**DOKUMENT:**
29./30. September 2004
1. Oktober 2004 (besuchte Aufführung)
Alte Oper Frankfurt


RSO Frankfurt
(Homepage)
Utopische Unterwassermusik

Von Claus Huth

Was geschieht mit unserer Kultur? Wird sie untergehen? Was wird bleiben? Solche Fragen bewegten den 1944 geborenen ungarischen Komponisten und Dirigenten Peter Eötvös bei der Komposition seines Stücks "Atlantis". Inspiriert durch die Beschreibungen Platons von der untergegangenen Stadt Atlantis und einem Gedicht von Sandor Weöres mit dem gleichen Titel brachte Eötvös das Werk, besetzt für Knabensopran, Bariton, Cymbal, virtuellen Chor und großes Orchester, 1995 zur Uraufführung. Das Stück eröffnete die programmatisch mit "Träume - Visionen" überschriebene Sinfoniekonzertsaison des Hessischen Rundfunks und die Aufführung in der Alten Oper Frankfurt geriet beeindruckend.

Da ist zunächst einmal die ungewöhnlich starke Schlagzeugbesetzung: Zehn Schlagzeuger fordert die Partitur, vier von ihnen als "akustische Wand" zwischen Orchester und Publikum postiert, die anderen sechs links, rechts und hinter dem Publikum im Raum verteilt. Saß man im Parkett der Alten Oper, waren diese sogar über den Zuhörern, da sie im Rang platziert wurden. Aber auch die restliche Besetzung ist beeindruckend. Zwei E-Klaviere und drei Synthesizer gruppierten sich um den Dirigenten. Im hinteren Bühnenbereich waren die Gesangssolisten (souverän ein Solist der Limburger Domsingknaben und der Bariton Wojtek Drabowicz), das permanent geforderte Cymbal (Márta Fábián), zwei Streichquintette (Kontrabass statt zweites Cello), ein Flügelhorn und eine E-Bassgitarre postiert; dazwischen eine reiche Bläserbesetzung.

Eötvös nutzt diesen Klangapparat, um eine schillernde Klangwelt zu erzeugen, wie man sie sich unter Wasser - dort, wo sich das mystische Atlantis befindet - vorstellen kann. Seltsame, geheimnisvolle Klänge der Schlagzeuger und der über Lautsprecher von oben eingespielten virtuellen Chöre, die durch die Synthesizer gesteuert werden, hüllten das Auditorium in ein sich stets bewegendes, oszillierendes Klangkontinuum, in das sich die Orchesterfarben unbemerkt mischten. Ein spannendes Rundum-Klangerlebnis, das sich noch steigerte, wenn man die Augen schloss und sich ganz den bewegenden Klängen und Geräuschen hingab. Peter Eötvös leitete die Aufführung selbst, und seine souveräne Beherrschung des unübersichtlichen Apparates bürgte für eine Aufführung von hoher Authentizität.

**GESAMMELTES MATERIAL:**
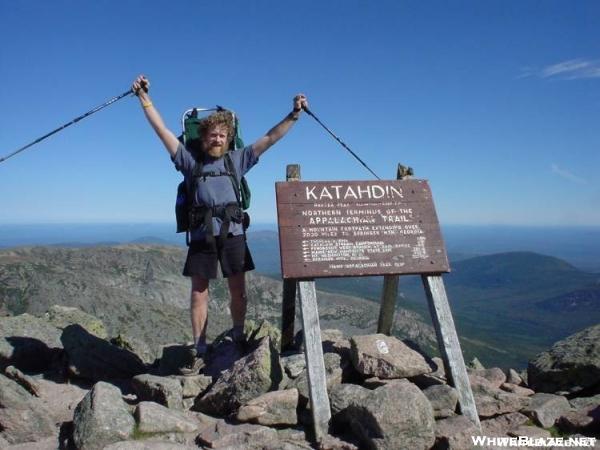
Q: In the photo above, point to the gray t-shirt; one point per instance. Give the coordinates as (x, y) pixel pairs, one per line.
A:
(214, 190)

**GESTELLTE AUFGABE:**
Beantworte die folgenden Fragen anhand der Konzertkritik:
(a) In welchem Jahr wurde "Atlantis" uraufgeführt?
(b) Wie viele Schlagzeuger fordert die Partitur?
(c) Wer leitete die besprochene Aufführung?

**ERGEBNIS DER AUFGABE:**
(a) "Atlantis" wurde 1995 uraufgeführt.
(b) Die Partitur fordert zehn Schlagzeuger.
(c) Peter Eötvös leitete die Aufführung selbst.